Referring expression data
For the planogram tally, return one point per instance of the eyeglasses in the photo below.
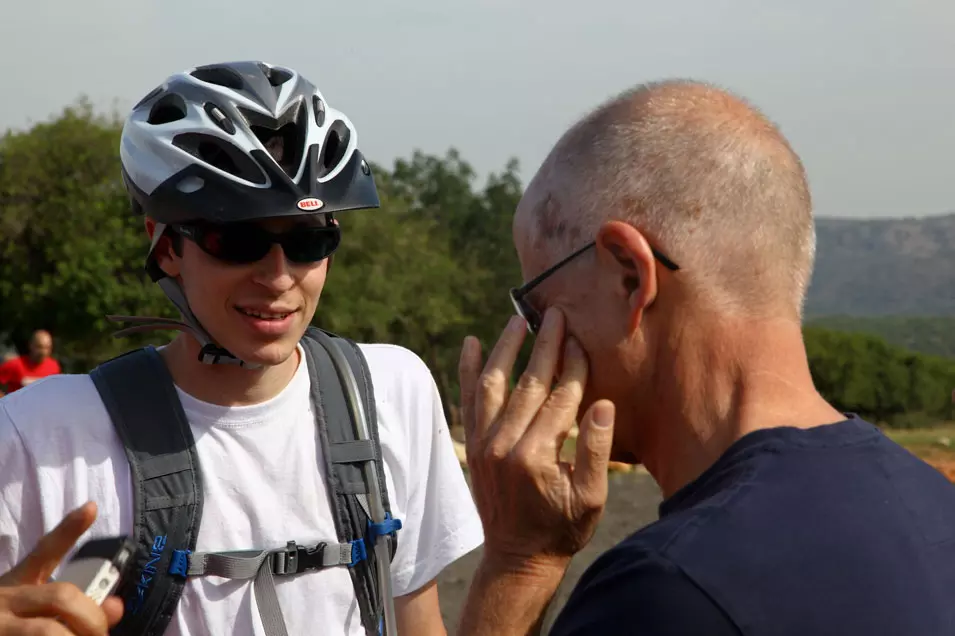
(531, 316)
(247, 242)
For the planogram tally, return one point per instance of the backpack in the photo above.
(141, 399)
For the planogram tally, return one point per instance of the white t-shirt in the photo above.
(264, 485)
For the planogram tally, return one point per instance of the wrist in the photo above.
(536, 571)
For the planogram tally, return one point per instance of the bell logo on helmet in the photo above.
(310, 203)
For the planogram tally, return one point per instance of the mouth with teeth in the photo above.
(259, 315)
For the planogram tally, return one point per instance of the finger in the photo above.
(37, 567)
(39, 626)
(492, 386)
(535, 382)
(63, 601)
(113, 608)
(469, 369)
(593, 454)
(558, 414)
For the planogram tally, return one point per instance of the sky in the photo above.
(863, 89)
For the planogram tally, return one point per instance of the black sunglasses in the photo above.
(248, 242)
(531, 316)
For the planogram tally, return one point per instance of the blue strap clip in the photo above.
(388, 526)
(179, 564)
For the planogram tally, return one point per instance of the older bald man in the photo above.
(668, 244)
(37, 364)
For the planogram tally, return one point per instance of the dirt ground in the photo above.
(632, 504)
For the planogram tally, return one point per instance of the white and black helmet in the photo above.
(200, 148)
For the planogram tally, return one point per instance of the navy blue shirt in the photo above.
(829, 530)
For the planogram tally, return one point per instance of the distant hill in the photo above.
(934, 335)
(884, 267)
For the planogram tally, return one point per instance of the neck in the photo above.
(717, 384)
(223, 384)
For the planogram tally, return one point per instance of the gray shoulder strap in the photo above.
(142, 402)
(345, 456)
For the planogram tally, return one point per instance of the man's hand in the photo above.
(30, 604)
(537, 510)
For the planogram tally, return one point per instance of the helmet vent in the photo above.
(168, 108)
(286, 145)
(220, 154)
(319, 107)
(153, 93)
(219, 75)
(278, 76)
(333, 150)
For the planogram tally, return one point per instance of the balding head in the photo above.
(702, 174)
(41, 345)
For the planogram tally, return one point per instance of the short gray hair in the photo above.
(703, 174)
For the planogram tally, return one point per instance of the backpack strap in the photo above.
(346, 456)
(142, 402)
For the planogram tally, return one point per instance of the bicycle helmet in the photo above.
(197, 148)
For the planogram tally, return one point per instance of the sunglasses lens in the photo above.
(237, 243)
(311, 244)
(525, 311)
(244, 243)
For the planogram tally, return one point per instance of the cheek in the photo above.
(313, 282)
(208, 285)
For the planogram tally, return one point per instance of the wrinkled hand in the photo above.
(29, 604)
(533, 505)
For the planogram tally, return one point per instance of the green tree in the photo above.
(72, 251)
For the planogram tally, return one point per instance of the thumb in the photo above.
(38, 566)
(593, 454)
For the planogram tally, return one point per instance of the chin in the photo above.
(270, 355)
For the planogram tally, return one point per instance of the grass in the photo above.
(937, 442)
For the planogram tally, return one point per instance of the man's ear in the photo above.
(150, 224)
(166, 257)
(626, 253)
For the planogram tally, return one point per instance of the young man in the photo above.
(19, 371)
(238, 169)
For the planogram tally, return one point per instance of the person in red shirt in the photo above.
(23, 370)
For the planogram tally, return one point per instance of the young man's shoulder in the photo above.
(61, 398)
(394, 367)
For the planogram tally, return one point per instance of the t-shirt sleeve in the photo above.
(21, 523)
(6, 373)
(641, 593)
(440, 523)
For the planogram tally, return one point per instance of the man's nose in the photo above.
(273, 270)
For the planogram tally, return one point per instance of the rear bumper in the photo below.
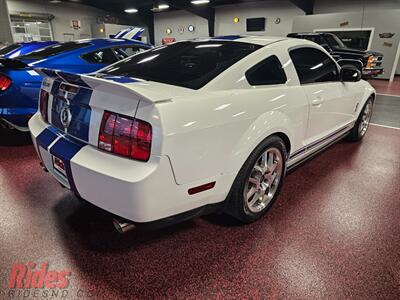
(137, 191)
(373, 71)
(17, 117)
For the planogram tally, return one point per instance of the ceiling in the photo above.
(144, 6)
(118, 6)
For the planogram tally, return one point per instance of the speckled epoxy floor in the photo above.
(334, 233)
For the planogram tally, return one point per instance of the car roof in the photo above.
(254, 39)
(105, 42)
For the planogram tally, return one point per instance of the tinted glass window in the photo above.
(312, 65)
(54, 50)
(9, 48)
(334, 41)
(104, 56)
(190, 64)
(124, 52)
(269, 71)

» DESCRIPTION OF THE TASK:
Exact copy, no pictures: set down all the entries again as they stand.

» SOLUTION FOR THIS PROBLEM:
For the planogram tally, return one point per instance of the eyeglasses in the photo below.
(531, 316)
(247, 242)
For the planogram tally, return one point per instance of the backpack in the photo above.
(141, 399)
For the planogram tally, return one point per instance of the white t-shirt in the photo above.
(264, 485)
For the planogram tally, return one point per instance of the wrist in the photo above.
(536, 571)
For the planogram tally, return one point per instance of the bell logo on helmet in the photo above.
(310, 203)
For the planogram tally, return one point per instance of the mouth with teeth in the photo above.
(259, 315)
For the planogram tally, return one point per instance of the finger in the photo above.
(37, 567)
(39, 626)
(492, 386)
(535, 382)
(63, 601)
(113, 608)
(469, 369)
(593, 454)
(558, 414)
For the planogram tally, return one point per instance of the sky in the photo above.
(863, 89)
For the planogram tally, return one point per instance of the black sunglasses in the photo above.
(248, 242)
(531, 316)
For the planogram tally, return one point per instance of the blue strap clip in the photo above.
(388, 526)
(179, 564)
For the planogram tally, return one point per instance of the older bald man in the photo above.
(668, 244)
(37, 364)
For the planogram tally, return one point per instance of the dirt ground in the photo above.
(632, 504)
For the planogram tally, return one point per instance of the white and black helmet in the photo above.
(200, 148)
For the planogram tally, return one point per instance of the navy blue shirt in the photo above.
(829, 530)
For the planogram tally, return one point per instance of the distant hill in the photo above.
(934, 335)
(884, 267)
For the planogram tally, return one point per instance of the neck in the photo above.
(717, 384)
(223, 384)
For the planogram tally, return one point per instance of the gray shoulder strap in the photo above.
(142, 402)
(345, 456)
For the planogram tally, return one point per instance of the man's hand in the photo above.
(30, 604)
(537, 510)
For the planogram tally, return one point per instance of the helmet vent in the photo above.
(168, 108)
(286, 145)
(220, 154)
(319, 107)
(153, 93)
(219, 75)
(278, 76)
(333, 150)
For the planogram tally, return one point per instance of the balding head in the photo above.
(702, 174)
(41, 345)
For the planogram tally, return one point per instance of the short gray hair in the photo above.
(703, 174)
For the planogram tally, return one point per instance of the backpack strap in the photo above.
(346, 456)
(142, 402)
For the planogram tally, return one point per instance of the bicycle helmet in the photo above.
(197, 148)
For the planogram tally, return one point per instance of the sunglasses lens in the photo above.
(237, 243)
(311, 244)
(525, 311)
(244, 243)
For the planogram tally, return one point per instance of the cheek in the photo above.
(313, 282)
(208, 285)
For the planogram tally, return one point per instance of the wrinkled hand in the photo above.
(29, 604)
(533, 505)
For the planogram tally, return one point per instance of the green tree in the photo above.
(72, 251)
For the planogram tally, return one point per instance of the thumb in the photo above.
(38, 566)
(593, 454)
For the planogram tally, return one point per instance of the chin in the photo above.
(270, 355)
For the planogram tally, return one point per instance of the grass in the photo above.
(937, 442)
For the planogram tally, return one point per instance of the man's ear in the photo above.
(150, 224)
(166, 257)
(626, 253)
For the planogram tally, return one point per instance of the young man in the photo above.
(19, 371)
(238, 169)
For the planogram tally, return one point per instance of the person in red shirt in the photo above.
(23, 370)
For the planogram tally, return one point per instance of the young man's shoulder in the photo above.
(61, 398)
(394, 367)
For the planogram tally, return one point per instance of the t-shirt sleeve in the photo above.
(21, 523)
(6, 373)
(641, 593)
(440, 523)
For the planogram tally, return one point per instance of the man's nose in the photo above.
(273, 270)
For the planogram tally, return one point per instance of the rear bumper in the photo below.
(137, 191)
(373, 71)
(17, 117)
For the planogram tally, return one point per instance of the ceiling in the photo above.
(144, 6)
(118, 6)
For the planogram tally, return one point per instance of the speckled epoxy floor in the photo above.
(334, 233)
For the planogram tally, return one point per instance of the car roof in the photo above.
(254, 39)
(105, 42)
For the planogram tally, return one point per instance of the tinted glass window in the photo above.
(312, 65)
(54, 50)
(9, 48)
(334, 41)
(104, 56)
(190, 64)
(124, 52)
(269, 71)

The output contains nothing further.